### Supplied data

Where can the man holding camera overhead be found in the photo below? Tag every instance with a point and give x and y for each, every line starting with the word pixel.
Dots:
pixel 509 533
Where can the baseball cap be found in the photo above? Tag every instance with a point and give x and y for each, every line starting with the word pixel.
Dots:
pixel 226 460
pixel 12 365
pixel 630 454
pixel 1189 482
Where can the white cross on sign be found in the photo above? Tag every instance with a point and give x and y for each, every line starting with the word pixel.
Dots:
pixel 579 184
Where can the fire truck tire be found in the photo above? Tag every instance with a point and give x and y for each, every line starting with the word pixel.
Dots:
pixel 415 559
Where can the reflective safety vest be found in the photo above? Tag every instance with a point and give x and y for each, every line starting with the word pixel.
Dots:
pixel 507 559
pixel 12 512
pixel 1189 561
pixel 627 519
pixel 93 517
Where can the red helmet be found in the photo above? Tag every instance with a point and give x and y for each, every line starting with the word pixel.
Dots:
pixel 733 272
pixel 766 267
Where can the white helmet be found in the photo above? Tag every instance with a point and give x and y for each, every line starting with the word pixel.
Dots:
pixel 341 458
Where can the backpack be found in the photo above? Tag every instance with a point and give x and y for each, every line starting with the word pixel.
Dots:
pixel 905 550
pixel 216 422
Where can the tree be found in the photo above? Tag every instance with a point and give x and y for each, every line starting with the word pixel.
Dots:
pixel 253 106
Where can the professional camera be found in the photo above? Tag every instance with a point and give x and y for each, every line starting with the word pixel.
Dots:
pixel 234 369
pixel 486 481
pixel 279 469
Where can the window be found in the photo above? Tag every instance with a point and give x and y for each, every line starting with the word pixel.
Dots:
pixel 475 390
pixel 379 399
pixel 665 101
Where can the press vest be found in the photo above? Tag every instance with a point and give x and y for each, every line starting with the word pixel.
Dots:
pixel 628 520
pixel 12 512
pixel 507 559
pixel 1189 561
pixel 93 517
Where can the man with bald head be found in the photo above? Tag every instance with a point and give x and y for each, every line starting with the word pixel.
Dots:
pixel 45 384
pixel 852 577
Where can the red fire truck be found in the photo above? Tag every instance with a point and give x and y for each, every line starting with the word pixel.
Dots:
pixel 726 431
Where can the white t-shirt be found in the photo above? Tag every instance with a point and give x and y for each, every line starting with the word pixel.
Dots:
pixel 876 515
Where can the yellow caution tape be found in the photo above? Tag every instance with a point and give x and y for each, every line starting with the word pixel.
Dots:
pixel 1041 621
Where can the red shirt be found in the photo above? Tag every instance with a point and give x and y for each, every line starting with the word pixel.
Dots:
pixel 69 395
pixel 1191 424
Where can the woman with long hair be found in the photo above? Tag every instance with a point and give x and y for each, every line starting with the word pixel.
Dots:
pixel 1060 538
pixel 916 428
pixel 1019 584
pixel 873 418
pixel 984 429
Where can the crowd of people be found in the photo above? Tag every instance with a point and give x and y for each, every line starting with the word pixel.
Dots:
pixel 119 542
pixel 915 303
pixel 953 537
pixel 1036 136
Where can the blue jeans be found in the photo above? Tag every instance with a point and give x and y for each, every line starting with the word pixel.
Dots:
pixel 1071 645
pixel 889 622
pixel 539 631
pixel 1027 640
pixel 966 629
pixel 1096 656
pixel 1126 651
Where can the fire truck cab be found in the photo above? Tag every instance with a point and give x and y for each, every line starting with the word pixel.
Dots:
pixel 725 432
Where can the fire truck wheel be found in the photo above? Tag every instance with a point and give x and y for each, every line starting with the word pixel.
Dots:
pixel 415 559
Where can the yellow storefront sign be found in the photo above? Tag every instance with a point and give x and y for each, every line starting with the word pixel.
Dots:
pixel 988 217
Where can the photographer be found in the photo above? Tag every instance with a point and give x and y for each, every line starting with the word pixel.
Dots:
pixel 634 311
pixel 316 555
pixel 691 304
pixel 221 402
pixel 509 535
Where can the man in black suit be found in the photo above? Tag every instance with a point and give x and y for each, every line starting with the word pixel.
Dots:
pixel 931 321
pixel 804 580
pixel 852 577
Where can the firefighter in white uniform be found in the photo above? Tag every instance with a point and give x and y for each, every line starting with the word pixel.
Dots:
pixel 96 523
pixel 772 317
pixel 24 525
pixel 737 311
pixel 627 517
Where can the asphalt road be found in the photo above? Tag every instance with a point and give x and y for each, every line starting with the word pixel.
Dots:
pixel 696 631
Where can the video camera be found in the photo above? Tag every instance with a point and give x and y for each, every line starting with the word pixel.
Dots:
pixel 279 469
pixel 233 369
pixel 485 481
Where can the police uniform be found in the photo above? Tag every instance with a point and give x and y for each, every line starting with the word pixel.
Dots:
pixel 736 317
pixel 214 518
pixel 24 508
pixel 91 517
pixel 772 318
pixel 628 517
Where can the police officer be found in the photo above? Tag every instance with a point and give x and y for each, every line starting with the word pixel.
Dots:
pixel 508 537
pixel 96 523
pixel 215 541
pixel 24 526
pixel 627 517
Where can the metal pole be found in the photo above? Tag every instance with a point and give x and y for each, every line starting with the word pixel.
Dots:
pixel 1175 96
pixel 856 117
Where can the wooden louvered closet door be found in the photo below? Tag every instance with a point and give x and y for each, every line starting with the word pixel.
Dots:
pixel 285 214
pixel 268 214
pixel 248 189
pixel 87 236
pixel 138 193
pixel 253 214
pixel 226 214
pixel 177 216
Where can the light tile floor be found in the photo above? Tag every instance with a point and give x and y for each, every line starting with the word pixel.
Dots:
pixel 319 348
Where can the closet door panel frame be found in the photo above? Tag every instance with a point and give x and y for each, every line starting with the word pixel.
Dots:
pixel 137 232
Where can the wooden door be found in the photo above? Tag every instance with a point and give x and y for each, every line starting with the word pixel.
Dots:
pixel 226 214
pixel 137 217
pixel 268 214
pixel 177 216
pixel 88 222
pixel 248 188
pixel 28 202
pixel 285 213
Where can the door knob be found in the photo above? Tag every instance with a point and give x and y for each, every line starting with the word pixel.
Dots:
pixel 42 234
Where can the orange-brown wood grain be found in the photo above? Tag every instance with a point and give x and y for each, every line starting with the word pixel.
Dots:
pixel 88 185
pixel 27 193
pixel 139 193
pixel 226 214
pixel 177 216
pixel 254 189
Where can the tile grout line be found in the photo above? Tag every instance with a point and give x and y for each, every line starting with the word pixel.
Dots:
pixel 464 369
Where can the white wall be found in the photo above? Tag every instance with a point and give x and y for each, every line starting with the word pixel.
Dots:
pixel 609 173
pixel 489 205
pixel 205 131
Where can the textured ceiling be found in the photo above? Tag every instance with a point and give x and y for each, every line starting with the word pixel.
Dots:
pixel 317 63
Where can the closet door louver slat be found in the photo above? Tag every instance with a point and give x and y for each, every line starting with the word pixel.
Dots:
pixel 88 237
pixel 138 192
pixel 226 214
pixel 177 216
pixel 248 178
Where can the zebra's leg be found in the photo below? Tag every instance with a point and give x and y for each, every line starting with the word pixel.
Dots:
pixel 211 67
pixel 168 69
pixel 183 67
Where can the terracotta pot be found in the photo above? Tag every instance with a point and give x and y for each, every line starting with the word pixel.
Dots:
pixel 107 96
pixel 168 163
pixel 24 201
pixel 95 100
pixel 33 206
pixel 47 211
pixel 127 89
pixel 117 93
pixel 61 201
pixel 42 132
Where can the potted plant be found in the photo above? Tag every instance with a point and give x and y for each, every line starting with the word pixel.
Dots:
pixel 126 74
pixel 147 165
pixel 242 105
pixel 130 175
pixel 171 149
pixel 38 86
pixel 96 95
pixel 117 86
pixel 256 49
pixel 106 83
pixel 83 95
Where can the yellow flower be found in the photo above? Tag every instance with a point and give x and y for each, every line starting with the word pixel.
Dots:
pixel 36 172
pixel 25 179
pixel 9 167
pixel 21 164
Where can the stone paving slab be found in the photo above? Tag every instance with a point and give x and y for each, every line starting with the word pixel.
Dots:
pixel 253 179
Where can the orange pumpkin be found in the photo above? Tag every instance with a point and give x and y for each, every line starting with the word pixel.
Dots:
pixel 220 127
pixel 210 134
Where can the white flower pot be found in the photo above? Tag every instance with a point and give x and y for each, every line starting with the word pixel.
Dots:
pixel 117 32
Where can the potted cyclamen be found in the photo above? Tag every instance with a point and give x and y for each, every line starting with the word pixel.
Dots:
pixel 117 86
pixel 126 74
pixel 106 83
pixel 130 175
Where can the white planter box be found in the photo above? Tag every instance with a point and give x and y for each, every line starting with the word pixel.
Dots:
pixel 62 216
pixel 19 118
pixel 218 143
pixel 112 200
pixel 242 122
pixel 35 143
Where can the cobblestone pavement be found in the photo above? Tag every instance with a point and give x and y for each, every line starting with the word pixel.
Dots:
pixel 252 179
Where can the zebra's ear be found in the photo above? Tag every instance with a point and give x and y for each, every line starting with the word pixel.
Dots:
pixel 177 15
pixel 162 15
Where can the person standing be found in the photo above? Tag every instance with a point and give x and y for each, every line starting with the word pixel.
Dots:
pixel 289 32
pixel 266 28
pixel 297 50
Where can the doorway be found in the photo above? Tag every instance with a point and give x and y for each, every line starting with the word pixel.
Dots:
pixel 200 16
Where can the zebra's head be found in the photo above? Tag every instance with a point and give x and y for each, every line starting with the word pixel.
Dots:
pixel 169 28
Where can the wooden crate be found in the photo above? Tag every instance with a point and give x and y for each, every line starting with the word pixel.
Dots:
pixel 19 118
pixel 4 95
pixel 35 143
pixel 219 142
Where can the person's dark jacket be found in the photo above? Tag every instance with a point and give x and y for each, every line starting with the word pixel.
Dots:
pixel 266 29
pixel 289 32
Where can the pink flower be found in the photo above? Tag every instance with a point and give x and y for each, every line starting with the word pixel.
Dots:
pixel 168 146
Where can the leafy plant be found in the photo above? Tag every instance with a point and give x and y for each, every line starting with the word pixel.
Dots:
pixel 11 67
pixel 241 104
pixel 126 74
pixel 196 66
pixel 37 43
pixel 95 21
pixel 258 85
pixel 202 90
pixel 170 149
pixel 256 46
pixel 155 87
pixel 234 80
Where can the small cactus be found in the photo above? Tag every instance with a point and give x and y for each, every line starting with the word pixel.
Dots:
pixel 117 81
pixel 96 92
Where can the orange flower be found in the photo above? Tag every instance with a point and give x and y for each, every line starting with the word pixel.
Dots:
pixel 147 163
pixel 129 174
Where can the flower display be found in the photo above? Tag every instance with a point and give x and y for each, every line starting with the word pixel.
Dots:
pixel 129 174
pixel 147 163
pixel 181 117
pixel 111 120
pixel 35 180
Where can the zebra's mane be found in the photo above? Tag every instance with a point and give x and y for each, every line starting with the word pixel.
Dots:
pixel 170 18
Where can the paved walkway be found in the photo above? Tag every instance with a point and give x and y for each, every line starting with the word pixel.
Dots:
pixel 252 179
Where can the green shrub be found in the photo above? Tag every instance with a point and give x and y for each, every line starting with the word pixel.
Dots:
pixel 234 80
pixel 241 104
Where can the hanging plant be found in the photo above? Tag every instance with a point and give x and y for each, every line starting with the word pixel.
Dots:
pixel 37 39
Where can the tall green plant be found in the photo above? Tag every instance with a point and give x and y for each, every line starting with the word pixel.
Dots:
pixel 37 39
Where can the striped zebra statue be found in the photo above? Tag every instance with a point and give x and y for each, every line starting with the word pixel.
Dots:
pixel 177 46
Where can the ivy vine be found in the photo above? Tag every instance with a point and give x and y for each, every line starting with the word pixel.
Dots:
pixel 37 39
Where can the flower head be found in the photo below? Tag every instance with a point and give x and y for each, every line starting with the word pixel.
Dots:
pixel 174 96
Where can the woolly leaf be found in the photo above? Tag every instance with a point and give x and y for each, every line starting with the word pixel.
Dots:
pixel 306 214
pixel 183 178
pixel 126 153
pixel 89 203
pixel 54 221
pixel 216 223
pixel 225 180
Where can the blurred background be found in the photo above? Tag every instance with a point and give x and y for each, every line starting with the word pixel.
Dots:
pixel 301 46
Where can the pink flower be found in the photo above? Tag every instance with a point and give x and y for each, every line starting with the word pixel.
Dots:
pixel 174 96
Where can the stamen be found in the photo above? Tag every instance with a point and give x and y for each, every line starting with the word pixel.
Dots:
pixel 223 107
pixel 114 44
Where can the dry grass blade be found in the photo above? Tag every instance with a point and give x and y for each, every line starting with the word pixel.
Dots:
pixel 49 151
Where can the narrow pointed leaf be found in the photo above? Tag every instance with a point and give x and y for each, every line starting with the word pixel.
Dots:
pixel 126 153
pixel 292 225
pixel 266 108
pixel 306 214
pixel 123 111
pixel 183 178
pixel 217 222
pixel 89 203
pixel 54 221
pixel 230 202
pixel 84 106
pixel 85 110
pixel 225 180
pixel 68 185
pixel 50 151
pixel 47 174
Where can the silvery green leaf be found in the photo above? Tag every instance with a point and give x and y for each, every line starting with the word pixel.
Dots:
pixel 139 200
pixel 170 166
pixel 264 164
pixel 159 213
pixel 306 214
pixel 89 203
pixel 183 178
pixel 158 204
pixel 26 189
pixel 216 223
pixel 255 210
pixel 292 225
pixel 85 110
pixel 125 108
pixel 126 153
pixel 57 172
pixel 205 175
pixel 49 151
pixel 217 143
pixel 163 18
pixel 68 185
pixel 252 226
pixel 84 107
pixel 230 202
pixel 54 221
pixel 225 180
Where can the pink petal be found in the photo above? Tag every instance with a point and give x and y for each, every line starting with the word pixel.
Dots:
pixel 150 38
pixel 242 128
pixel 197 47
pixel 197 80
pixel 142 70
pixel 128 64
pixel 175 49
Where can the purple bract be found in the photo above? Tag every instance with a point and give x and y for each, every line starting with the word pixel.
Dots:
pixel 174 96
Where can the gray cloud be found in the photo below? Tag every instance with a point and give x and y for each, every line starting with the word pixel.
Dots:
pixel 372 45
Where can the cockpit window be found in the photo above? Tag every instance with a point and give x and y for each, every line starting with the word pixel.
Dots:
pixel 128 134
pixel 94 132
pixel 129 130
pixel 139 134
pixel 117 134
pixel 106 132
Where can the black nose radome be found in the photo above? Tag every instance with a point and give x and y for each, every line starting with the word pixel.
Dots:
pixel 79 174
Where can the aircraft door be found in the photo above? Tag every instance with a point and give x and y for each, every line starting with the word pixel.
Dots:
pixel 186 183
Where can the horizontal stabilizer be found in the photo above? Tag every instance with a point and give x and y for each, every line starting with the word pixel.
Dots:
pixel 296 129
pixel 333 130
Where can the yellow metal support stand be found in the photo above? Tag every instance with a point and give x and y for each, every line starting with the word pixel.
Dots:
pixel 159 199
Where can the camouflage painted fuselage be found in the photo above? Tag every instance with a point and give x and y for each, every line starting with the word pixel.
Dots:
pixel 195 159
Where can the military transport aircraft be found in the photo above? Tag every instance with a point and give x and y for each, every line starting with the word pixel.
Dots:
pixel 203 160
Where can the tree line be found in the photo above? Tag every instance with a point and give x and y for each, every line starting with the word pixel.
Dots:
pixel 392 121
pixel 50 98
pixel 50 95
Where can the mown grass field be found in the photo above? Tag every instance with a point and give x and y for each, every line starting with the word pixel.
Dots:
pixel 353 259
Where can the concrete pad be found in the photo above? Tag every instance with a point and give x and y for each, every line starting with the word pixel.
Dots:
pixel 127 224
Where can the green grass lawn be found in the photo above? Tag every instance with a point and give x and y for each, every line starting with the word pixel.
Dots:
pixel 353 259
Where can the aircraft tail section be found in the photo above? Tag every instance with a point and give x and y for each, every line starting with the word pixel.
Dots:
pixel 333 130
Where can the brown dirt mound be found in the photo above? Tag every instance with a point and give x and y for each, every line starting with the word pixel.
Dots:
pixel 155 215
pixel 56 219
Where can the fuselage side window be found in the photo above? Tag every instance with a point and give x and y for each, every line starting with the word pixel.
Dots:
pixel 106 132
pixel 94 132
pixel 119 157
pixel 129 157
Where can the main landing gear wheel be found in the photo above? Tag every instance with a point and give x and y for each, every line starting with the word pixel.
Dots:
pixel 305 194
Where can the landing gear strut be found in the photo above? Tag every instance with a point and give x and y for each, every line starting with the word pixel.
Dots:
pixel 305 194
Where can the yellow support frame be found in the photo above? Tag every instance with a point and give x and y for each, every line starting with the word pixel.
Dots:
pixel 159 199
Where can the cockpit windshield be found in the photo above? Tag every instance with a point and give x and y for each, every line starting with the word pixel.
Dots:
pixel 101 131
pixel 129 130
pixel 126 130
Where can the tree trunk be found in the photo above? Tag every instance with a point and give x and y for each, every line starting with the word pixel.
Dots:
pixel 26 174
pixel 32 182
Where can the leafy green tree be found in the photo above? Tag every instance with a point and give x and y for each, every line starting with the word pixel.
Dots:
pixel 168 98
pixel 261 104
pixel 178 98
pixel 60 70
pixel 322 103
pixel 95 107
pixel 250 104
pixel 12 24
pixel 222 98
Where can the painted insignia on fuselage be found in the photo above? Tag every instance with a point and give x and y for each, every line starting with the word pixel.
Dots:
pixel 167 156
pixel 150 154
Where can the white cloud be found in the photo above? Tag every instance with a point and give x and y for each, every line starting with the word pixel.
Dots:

######

Stated problem: Copy the records from their start through the line containing "pixel 509 533", inclusive, and keep every request line. Offset each coordinate in the answers by adding 108.

Response:
Where can the man holding camera overhead be found in the photo below? Tag every instance with a point and give x and y for each, every line starting with the word pixel.
Dots:
pixel 617 641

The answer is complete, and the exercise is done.